§ **Written exercise**: Could you turn everything from the start of the rows down to the line containing "M 337 196 L", that line included, into a numbered list with blank lines left out?

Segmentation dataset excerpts
────────────────────────────────────────

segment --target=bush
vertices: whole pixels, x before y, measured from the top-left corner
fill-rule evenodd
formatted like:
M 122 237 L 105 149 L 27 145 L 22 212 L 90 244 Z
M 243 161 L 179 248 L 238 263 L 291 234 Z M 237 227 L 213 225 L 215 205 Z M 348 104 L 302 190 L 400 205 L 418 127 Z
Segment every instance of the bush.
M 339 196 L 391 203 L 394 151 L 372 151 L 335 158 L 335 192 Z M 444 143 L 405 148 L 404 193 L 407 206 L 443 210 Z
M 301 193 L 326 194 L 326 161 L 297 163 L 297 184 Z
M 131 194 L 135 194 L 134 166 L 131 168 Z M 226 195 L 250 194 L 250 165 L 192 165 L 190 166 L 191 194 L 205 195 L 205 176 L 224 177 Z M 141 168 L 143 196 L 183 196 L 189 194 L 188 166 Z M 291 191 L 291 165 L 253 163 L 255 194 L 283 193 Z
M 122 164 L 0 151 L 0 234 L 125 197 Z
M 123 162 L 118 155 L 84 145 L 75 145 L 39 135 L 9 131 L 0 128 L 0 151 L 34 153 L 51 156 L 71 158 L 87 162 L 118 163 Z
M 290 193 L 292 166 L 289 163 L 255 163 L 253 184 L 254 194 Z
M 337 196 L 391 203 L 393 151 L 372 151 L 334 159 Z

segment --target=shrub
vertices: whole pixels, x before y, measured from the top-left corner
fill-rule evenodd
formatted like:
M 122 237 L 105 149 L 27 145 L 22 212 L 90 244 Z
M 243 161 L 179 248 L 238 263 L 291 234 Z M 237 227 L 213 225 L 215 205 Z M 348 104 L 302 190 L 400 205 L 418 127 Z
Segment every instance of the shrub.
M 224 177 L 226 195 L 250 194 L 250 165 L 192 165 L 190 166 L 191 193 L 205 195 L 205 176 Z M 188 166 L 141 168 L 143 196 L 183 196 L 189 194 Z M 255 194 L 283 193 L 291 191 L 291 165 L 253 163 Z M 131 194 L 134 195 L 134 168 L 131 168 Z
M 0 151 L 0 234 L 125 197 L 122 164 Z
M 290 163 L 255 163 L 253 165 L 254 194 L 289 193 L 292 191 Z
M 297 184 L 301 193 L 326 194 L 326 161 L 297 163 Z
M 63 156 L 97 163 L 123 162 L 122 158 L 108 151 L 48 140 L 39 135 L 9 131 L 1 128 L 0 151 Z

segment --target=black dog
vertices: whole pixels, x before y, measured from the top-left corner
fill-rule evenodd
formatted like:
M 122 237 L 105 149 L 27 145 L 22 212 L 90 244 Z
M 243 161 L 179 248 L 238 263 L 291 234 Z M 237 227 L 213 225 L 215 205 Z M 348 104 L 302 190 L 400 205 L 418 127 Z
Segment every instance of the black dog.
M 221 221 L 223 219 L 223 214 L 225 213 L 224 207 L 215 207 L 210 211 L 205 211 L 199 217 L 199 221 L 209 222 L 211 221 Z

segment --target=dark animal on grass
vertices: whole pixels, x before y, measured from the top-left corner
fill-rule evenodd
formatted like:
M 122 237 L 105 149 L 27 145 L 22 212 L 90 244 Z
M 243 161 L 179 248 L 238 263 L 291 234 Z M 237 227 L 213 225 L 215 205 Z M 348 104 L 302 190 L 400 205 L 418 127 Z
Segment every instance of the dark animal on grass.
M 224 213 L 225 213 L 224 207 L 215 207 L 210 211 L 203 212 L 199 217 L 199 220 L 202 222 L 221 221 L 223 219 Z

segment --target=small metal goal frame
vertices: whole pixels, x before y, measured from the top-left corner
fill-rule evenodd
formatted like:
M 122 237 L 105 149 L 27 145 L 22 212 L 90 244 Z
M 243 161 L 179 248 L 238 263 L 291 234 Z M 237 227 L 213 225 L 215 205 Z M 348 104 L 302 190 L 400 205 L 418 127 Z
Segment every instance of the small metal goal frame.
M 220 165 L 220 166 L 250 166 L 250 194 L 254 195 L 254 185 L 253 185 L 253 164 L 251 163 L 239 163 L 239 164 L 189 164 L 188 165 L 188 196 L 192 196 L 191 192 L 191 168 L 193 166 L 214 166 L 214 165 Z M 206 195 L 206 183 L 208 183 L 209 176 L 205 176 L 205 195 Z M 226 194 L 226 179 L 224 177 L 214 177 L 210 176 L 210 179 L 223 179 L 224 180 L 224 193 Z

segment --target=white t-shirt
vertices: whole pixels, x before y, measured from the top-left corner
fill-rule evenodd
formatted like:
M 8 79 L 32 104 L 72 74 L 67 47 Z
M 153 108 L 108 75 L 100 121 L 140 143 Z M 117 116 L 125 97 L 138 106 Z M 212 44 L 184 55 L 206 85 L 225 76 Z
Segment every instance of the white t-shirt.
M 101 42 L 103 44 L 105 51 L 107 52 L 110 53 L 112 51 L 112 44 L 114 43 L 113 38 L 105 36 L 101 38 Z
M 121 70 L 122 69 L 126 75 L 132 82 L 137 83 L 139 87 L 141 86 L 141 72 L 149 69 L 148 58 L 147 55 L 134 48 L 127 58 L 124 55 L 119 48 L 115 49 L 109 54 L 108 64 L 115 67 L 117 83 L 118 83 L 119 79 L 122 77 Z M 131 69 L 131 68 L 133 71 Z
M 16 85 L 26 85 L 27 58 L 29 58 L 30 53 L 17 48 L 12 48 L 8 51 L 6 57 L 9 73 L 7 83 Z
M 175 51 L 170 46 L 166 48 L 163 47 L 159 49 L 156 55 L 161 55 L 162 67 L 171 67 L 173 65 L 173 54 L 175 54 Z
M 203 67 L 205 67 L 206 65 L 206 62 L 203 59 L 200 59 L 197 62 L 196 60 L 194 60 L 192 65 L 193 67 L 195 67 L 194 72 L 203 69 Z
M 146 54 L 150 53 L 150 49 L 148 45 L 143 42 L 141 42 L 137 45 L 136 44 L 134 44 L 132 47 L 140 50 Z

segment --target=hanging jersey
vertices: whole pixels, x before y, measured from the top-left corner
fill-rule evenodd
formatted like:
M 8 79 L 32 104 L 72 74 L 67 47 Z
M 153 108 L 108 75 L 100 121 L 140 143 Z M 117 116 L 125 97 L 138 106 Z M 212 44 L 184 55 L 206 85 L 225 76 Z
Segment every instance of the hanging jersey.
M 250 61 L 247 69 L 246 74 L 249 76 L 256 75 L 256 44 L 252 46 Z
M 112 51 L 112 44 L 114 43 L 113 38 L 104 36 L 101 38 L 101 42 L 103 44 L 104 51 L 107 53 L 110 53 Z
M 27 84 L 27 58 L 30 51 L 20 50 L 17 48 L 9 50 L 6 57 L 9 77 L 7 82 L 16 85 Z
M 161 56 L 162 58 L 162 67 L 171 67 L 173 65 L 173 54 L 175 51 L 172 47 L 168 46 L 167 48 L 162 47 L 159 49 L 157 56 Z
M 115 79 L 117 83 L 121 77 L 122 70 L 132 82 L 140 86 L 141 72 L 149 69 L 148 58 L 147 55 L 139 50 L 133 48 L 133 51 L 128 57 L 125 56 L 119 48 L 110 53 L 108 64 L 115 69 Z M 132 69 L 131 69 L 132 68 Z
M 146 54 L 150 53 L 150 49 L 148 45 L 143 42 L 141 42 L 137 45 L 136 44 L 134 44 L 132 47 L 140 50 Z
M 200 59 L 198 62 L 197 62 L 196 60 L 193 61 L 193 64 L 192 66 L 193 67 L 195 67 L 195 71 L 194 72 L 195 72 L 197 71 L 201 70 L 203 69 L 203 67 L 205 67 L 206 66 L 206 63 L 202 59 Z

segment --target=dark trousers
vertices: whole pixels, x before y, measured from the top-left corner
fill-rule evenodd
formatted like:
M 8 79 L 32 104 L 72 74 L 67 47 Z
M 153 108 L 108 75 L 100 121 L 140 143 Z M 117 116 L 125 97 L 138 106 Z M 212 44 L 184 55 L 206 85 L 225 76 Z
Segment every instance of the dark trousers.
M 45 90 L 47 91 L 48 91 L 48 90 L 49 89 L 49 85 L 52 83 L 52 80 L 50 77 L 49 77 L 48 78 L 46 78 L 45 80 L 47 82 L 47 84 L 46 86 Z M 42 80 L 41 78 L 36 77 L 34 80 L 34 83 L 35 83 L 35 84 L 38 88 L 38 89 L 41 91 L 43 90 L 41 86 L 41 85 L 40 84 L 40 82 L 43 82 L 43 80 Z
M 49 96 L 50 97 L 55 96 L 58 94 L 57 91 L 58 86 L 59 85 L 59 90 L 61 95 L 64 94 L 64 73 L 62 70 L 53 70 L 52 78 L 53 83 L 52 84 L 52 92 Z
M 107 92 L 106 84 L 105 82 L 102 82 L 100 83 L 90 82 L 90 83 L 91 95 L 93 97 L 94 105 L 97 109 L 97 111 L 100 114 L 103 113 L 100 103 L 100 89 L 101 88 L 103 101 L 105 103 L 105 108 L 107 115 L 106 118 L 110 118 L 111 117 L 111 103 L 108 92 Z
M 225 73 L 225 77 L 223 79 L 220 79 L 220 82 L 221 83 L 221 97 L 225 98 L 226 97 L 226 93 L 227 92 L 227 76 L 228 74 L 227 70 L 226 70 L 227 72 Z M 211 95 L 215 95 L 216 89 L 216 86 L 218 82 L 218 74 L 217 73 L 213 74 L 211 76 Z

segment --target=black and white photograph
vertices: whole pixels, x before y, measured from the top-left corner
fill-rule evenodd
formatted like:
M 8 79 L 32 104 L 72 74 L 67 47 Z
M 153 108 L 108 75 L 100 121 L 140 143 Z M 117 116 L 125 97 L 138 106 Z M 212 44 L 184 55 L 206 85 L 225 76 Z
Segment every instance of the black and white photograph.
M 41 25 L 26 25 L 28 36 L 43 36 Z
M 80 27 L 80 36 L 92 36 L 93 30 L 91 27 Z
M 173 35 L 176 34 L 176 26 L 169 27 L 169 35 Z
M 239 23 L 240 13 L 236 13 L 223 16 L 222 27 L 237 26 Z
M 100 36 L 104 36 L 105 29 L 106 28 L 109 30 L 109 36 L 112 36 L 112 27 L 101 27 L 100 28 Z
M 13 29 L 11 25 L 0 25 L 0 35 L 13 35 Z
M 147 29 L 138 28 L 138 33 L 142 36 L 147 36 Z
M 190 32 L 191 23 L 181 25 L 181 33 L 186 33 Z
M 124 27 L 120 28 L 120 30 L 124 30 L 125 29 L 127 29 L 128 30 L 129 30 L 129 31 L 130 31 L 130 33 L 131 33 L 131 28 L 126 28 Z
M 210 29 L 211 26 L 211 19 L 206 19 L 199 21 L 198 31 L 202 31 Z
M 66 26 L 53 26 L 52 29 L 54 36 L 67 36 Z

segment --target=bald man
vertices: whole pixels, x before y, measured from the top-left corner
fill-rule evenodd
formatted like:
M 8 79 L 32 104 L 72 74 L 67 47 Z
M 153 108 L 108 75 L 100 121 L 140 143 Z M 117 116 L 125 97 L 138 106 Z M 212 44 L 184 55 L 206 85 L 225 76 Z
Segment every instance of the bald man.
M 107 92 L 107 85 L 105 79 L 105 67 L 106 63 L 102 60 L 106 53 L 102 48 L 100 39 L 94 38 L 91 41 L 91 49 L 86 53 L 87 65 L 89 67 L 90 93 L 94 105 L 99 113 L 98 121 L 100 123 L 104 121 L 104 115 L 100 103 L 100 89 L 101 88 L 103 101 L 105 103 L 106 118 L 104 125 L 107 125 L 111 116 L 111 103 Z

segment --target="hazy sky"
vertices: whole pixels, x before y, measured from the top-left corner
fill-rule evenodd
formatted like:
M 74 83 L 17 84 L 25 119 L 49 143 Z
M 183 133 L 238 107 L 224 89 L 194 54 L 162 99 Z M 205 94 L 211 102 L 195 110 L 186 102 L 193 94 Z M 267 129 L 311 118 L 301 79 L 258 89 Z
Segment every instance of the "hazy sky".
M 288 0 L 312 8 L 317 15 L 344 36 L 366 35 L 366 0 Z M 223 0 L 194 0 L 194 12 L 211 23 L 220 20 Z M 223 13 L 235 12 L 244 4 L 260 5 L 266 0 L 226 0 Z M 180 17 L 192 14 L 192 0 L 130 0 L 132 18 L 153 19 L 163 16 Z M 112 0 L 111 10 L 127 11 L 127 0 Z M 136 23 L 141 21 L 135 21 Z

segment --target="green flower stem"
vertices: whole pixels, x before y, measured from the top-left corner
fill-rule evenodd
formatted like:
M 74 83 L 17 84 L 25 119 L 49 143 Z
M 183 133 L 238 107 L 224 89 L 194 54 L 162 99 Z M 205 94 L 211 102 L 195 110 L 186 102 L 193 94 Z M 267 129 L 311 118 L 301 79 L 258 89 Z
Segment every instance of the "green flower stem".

────────────────────────────────────────

§ **Answer**:
1. segment --target=bush
2. vertices: whole pixels, x before y, measured from the top-left corner
3. fill-rule evenodd
4. formatted like:
5. M 122 237 L 105 149 L 27 145 L 22 212 L 90 244 Z
6. M 243 161 L 179 248 L 238 263 L 291 234 Z M 237 227 L 213 225 L 215 205 Z M 348 104 L 302 190 L 400 205 L 418 127 Z
7. Segment every instance of the bush.
8. M 339 196 L 391 203 L 394 151 L 372 151 L 335 158 L 335 192 Z M 444 143 L 405 148 L 404 193 L 407 206 L 443 210 Z
9. M 301 193 L 326 194 L 326 161 L 297 163 L 297 184 Z
10. M 131 194 L 135 194 L 134 166 L 131 168 Z M 226 195 L 250 194 L 250 165 L 192 165 L 190 166 L 191 194 L 205 195 L 205 176 L 224 177 Z M 141 168 L 143 196 L 183 196 L 189 194 L 188 166 Z M 291 191 L 291 165 L 253 163 L 255 194 L 283 193 Z
11. M 122 164 L 0 151 L 0 234 L 125 197 Z
12. M 123 162 L 118 155 L 84 145 L 75 145 L 39 135 L 9 131 L 0 128 L 0 151 L 34 153 L 51 156 L 71 158 L 87 162 L 118 163 Z
13. M 290 193 L 292 166 L 289 163 L 255 163 L 253 184 L 254 194 Z
14. M 337 196 L 391 203 L 393 151 L 372 151 L 334 159 Z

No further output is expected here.